◆ What the task requires
Format everything from the line containing "Kindly outline every" down to the line containing "Within one instance, a" as a JSON list of strings, one string per line, leaving out blank lines.

╭─ Records for processing

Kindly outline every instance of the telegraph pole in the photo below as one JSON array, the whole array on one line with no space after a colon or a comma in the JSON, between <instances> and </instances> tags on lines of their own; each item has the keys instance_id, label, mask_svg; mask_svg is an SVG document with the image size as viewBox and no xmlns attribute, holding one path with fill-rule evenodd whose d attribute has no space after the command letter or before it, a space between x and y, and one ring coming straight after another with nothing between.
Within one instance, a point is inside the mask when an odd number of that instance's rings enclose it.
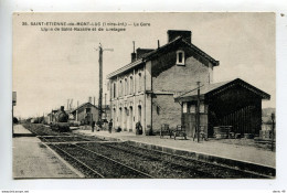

╰─
╭─ Records for processing

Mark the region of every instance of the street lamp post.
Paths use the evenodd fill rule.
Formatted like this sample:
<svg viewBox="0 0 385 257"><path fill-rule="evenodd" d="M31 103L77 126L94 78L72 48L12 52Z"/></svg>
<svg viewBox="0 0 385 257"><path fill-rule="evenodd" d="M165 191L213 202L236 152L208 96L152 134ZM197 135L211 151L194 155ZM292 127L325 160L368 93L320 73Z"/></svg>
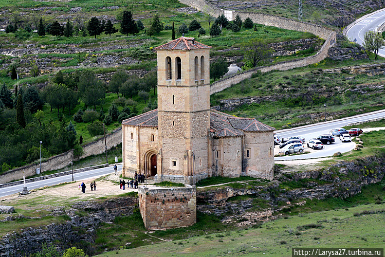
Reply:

╰─
╭─ Records for processing

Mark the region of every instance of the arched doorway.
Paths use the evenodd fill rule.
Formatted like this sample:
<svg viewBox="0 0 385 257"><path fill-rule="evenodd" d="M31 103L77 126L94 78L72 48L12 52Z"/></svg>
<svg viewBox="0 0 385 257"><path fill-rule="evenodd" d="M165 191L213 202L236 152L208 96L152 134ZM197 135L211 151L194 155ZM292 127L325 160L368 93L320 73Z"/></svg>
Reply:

╰─

◆ The solution
[
  "Kindly outline every instance of the telegraph pole in the photo below as one JSON array, the whole array on one line with no space after a colon or a comma in the JSON, between <instances> and </instances> tags on lines of their own; each item has the keys instance_id, label, mask_svg; mask_svg is an SVG document with the image size as viewBox and no xmlns attribute, holding one path with fill-rule evenodd whose d attribute has no space after the command letter or before it, a space between x and y, and one ring coming straight after another with nothing between.",
  "Within one instance, a point is inside the mask when an odd number of that instance's rings enclose it."
]